Your instructions
Render every line of the records below as a Markdown table with two columns, Row and Line, numbering the rows in order and omitting blank lines.
*** Material for this task
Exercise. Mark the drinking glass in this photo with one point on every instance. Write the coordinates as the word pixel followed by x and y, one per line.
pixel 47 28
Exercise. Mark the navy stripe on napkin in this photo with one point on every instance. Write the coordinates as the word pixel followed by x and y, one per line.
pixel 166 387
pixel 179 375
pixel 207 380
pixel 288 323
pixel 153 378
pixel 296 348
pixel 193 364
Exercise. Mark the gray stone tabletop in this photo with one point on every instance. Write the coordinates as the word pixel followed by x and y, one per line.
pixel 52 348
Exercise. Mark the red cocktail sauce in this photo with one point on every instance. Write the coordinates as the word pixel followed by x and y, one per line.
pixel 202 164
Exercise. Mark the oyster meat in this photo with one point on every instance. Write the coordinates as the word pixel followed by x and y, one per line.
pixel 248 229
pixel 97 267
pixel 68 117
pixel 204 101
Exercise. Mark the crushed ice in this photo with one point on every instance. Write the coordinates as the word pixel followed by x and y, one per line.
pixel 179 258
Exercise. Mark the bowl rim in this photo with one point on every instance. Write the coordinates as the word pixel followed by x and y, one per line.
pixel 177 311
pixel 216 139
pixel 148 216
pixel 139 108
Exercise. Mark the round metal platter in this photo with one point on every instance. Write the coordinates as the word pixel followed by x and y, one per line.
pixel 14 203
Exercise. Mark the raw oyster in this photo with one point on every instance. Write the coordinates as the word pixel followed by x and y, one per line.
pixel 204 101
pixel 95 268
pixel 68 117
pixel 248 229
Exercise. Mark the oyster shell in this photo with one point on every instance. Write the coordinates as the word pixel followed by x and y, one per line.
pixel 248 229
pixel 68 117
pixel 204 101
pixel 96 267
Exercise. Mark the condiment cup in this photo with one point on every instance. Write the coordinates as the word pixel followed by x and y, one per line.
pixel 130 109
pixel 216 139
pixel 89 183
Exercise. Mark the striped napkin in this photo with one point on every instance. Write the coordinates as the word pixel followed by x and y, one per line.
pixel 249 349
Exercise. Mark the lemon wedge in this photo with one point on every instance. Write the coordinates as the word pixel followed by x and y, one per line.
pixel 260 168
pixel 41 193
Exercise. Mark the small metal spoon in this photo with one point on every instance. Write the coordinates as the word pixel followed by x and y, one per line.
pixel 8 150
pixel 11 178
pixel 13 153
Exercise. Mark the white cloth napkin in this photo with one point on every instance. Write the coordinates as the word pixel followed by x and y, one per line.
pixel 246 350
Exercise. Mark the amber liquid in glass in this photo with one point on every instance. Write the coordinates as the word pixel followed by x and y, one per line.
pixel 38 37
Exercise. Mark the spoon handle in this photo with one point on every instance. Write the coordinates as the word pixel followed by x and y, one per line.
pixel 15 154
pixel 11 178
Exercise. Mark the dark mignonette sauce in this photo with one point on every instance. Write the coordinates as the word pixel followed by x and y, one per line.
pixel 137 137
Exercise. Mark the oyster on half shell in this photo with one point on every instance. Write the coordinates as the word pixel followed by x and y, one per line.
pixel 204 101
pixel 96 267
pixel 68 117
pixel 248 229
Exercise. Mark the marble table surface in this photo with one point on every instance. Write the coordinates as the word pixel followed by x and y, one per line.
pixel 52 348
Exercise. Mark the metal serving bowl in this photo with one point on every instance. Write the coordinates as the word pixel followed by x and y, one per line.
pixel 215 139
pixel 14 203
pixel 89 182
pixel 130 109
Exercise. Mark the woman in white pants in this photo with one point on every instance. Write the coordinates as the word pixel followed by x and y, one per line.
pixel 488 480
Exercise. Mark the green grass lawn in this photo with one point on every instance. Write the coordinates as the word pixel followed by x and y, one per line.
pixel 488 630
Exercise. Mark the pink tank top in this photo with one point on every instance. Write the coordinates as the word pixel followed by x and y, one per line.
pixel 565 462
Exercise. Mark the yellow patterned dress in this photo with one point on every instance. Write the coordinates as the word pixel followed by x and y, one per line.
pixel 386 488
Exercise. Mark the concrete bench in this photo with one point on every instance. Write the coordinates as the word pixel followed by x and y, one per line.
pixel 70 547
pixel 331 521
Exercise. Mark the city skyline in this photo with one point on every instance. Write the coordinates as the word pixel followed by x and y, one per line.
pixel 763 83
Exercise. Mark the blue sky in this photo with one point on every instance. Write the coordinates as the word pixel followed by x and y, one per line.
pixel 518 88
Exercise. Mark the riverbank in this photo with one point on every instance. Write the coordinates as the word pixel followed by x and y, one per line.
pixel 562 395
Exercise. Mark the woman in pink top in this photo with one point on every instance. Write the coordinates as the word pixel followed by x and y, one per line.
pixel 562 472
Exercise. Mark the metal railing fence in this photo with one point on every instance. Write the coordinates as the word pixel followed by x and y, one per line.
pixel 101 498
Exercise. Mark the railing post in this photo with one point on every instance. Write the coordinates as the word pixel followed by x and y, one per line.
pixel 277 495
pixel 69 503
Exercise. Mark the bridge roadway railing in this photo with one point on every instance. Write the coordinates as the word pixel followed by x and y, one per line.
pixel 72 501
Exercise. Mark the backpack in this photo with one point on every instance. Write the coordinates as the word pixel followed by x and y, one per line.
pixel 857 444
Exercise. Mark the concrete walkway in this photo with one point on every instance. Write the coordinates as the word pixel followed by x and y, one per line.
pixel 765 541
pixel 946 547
******
Solution to this problem
| Row | Line |
|---|---|
| 1 | Exercise. Mark the drinking glass in this photo with one point on every instance. Write the coordinates as the word pixel followed by x and y, one per line. |
| 2 | pixel 47 28 |
| 3 | Exercise. Mark the navy stripe on napkin in this photo with one point on every instance. Write the coordinates as the word pixel followed by x and y, one per line. |
| 4 | pixel 166 387 |
| 5 | pixel 179 375 |
| 6 | pixel 207 380 |
| 7 | pixel 288 323 |
| 8 | pixel 153 378 |
| 9 | pixel 296 348 |
| 10 | pixel 193 364 |
| 11 | Exercise. Mark the gray stone tabletop in this photo with one point on every instance. Write the coordinates as the word pixel followed by x and y, one per line. |
| 12 | pixel 52 348 |
| 13 | Exercise. Mark the red cocktail sauce in this photo with one point on every instance. Write the coordinates as the word pixel followed by x and y, one per line. |
| 14 | pixel 202 164 |
| 15 | Exercise. Mark the oyster meat in this photo with one point on every instance. Write the coordinates as the word pixel followed by x and y, one per line. |
| 16 | pixel 248 229 |
| 17 | pixel 97 267 |
| 18 | pixel 68 117 |
| 19 | pixel 204 101 |
| 20 | Exercise. Mark the crushed ice in this photo with one point on every instance. Write the coordinates as the word pixel followed by x and y, one per line. |
| 21 | pixel 179 258 |
| 22 | Exercise. Mark the bowl rim in this photo with one point on every instance. Write the coordinates as the word pixel followed by x and y, one per line. |
| 23 | pixel 177 311 |
| 24 | pixel 216 139 |
| 25 | pixel 148 216 |
| 26 | pixel 139 108 |
| 27 | Exercise. Mark the round metal platter in this photo with one point on every instance. Write the coordinates as the word pixel followed by x and y, one per line. |
| 28 | pixel 14 203 |
| 29 | Exercise. Mark the raw oyster in this photo with one point on every instance. Write the coordinates as the word pixel followed by x and y, one per line. |
| 30 | pixel 204 101 |
| 31 | pixel 95 268 |
| 32 | pixel 68 117 |
| 33 | pixel 248 229 |
| 34 | Exercise. Mark the oyster shell in this photo with one point on every instance. Write the coordinates as the word pixel followed by x and y, one per line. |
| 35 | pixel 248 229 |
| 36 | pixel 68 117 |
| 37 | pixel 204 101 |
| 38 | pixel 96 267 |
| 39 | Exercise. Mark the condiment cup in this photo with one point on every instance. Write the coordinates as the word pixel followed by x and y, one per line. |
| 40 | pixel 130 109 |
| 41 | pixel 216 139 |
| 42 | pixel 89 183 |
| 43 | Exercise. Mark the striped napkin in this photo with one point on every instance. Write the coordinates as the word pixel followed by x and y, one per line. |
| 44 | pixel 249 349 |
| 45 | Exercise. Mark the lemon wedge in this photo with one point on every instance. Write the coordinates as the word pixel followed by x and y, one per line. |
| 46 | pixel 260 168 |
| 47 | pixel 41 193 |
| 48 | Exercise. Mark the small metal spoon in this photo with one point on every instance. Write the coordinates as the word pixel followed by x and y, one per line. |
| 49 | pixel 8 150 |
| 50 | pixel 11 178 |
| 51 | pixel 13 153 |
| 52 | Exercise. Mark the white cloth napkin in this photo with one point on every instance. Write the coordinates as the word pixel followed by x and y, one per line. |
| 53 | pixel 246 350 |
| 54 | Exercise. Mark the amber liquid in glass in this photo with one point on every instance. Write the coordinates as the word pixel followed by x and y, one per line. |
| 55 | pixel 38 37 |
| 56 | Exercise. Mark the spoon handle in this photo with one point on every instance. Write the coordinates as the word pixel followed by x and y, one per line. |
| 57 | pixel 15 154 |
| 58 | pixel 11 178 |
| 59 | Exercise. Mark the dark mignonette sauce in this photo with one point on every instance. Write the coordinates as the word pixel followed by x and y, one per line. |
| 60 | pixel 137 137 |
| 61 | Exercise. Mark the oyster on half shell in this photo with one point on every instance. Write the coordinates as the word pixel followed by x and y, one per line. |
| 62 | pixel 204 101 |
| 63 | pixel 96 267 |
| 64 | pixel 68 117 |
| 65 | pixel 248 229 |
| 66 | Exercise. Mark the marble table surface in this photo with one point on every instance. Write the coordinates as the word pixel followed by x and y, one per line. |
| 67 | pixel 52 348 |
| 68 | Exercise. Mark the metal serving bowl in this photo with one point on every instance. Write the coordinates as the word pixel followed by x and y, one per line. |
| 69 | pixel 215 139 |
| 70 | pixel 14 203 |
| 71 | pixel 89 182 |
| 72 | pixel 130 109 |
| 73 | Exercise. Mark the woman in white pants in this photo with one point on every instance. Write the coordinates as the word pixel followed by x and y, one per line. |
| 74 | pixel 488 480 |
| 75 | Exercise. Mark the green grass lawn in this photo with one point on every instance. Write the coordinates as the word pixel followed by x and y, one per line. |
| 76 | pixel 488 630 |
| 77 | Exercise. Mark the pink tank top in this photo with one point on every instance. Write the coordinates as the word pixel followed by x and y, one per line. |
| 78 | pixel 565 462 |
| 79 | Exercise. Mark the yellow patterned dress in this photo with one point on every instance. Write the coordinates as the word pixel followed by x and y, one per line. |
| 80 | pixel 386 488 |
| 81 | Exercise. Mark the concrete bench in this photo with one point on every instance. Write the coordinates as the word pixel followed by x and y, one per line. |
| 82 | pixel 70 547 |
| 83 | pixel 331 521 |
| 84 | Exercise. Mark the city skyline in this photo with one point on every instance. Write the coordinates as the word pixel followed by x and y, one per line. |
| 85 | pixel 763 83 |
| 86 | Exercise. Mark the blue sky in this photo with one point on every instance. Write the coordinates as the word pixel followed by x and y, one per line. |
| 87 | pixel 518 88 |
| 88 | Exercise. Mark the riverbank in this photo with one point on every instance. Write the coordinates as the word pixel followed by x and y, one per line. |
| 89 | pixel 562 395 |
| 90 | Exercise. Mark the woman in pink top in this photo with one point on every instance. Write the coordinates as the word pixel followed by x and y, one per line. |
| 91 | pixel 562 472 |
| 92 | Exercise. Mark the metal railing fence in this photo with one point on every instance. Write the coordinates as the word pixel followed by x and y, one per line. |
| 93 | pixel 101 498 |
| 94 | Exercise. Mark the railing post in this photo with one point on every instance. Write the coordinates as the word pixel followed by x and y, one per line. |
| 95 | pixel 277 495 |
| 96 | pixel 69 503 |
| 97 | Exercise. Mark the bridge roadway railing in this photo with one point on every instance. Write the coordinates as the word pixel followed by x and y, one per line. |
| 98 | pixel 72 501 |
| 99 | Exercise. Mark the backpack in this photo with one point on every instance. Write the coordinates as the word pixel followed by x and y, one per line. |
| 100 | pixel 857 444 |
| 101 | Exercise. Mark the concrete walkway in this photo with one point on every instance. Write the coordinates as the word pixel followed by x and y, one per line. |
| 102 | pixel 765 541 |
| 103 | pixel 946 547 |